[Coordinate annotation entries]

────────────────────

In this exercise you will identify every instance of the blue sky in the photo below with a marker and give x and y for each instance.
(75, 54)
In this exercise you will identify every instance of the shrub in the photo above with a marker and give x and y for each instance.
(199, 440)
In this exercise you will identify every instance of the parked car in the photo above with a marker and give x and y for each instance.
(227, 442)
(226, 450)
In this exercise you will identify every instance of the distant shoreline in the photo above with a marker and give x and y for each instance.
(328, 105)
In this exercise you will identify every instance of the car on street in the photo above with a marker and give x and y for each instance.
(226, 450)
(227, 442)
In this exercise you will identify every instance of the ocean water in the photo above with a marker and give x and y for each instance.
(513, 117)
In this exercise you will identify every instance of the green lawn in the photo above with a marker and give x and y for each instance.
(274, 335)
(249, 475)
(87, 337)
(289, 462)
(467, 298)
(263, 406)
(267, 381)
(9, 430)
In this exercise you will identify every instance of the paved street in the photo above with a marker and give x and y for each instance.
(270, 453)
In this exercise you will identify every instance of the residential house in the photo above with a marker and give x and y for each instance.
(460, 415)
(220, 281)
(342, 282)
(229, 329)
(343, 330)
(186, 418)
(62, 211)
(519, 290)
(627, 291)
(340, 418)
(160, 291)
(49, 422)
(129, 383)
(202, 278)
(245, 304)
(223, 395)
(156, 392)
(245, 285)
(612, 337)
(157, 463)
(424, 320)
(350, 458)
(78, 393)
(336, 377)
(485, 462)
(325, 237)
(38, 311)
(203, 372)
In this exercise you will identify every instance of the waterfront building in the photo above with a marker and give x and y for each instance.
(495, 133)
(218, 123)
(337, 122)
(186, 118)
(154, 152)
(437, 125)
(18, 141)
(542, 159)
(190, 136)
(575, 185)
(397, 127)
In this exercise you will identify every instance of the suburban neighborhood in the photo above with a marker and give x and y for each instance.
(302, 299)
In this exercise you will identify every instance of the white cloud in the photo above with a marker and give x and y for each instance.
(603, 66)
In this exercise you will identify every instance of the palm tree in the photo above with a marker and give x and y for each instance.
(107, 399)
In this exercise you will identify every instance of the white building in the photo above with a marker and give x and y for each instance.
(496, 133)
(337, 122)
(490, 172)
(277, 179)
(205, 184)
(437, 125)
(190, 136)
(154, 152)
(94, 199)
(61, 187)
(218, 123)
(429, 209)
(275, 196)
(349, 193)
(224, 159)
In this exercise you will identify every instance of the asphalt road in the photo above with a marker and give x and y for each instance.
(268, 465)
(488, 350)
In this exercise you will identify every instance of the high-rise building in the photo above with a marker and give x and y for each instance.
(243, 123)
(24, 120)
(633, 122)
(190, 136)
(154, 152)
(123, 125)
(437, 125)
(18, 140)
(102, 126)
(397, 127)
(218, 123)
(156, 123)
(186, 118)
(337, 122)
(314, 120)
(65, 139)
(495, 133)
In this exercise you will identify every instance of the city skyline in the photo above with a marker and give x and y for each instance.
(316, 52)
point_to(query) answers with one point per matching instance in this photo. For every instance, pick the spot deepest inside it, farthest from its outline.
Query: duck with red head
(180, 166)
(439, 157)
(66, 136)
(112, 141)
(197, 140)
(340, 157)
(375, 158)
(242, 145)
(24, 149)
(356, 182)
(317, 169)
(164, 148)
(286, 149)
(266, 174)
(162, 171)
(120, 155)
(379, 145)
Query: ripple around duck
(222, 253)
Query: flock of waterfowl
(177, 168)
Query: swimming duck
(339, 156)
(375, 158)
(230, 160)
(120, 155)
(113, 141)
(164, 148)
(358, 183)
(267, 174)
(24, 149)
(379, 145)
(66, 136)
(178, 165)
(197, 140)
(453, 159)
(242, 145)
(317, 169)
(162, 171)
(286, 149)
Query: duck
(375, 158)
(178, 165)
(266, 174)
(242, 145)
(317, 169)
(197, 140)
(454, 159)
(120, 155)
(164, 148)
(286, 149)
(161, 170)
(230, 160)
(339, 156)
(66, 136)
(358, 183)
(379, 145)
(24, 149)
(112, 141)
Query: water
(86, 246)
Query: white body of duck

────────────────────

**SHORT TASK**
Every line from the one containing "Query: ripple around duck" through the last line of the entries must be written out verbatim, and no other line.

**SOLVED PROBLEM**
Query: ripple around duck
(222, 253)
Query: flock of waterfowl
(177, 168)
Query: swimming duck
(339, 156)
(375, 158)
(230, 160)
(120, 155)
(113, 141)
(164, 148)
(358, 183)
(267, 174)
(24, 149)
(379, 145)
(66, 136)
(178, 165)
(197, 140)
(453, 159)
(242, 145)
(317, 169)
(162, 171)
(286, 149)
Query: duck
(375, 158)
(178, 165)
(266, 174)
(242, 145)
(317, 169)
(197, 140)
(454, 159)
(120, 155)
(164, 148)
(286, 149)
(161, 170)
(230, 160)
(339, 156)
(66, 136)
(358, 183)
(379, 145)
(24, 149)
(112, 141)
Query: water
(86, 246)
Query: white body of duck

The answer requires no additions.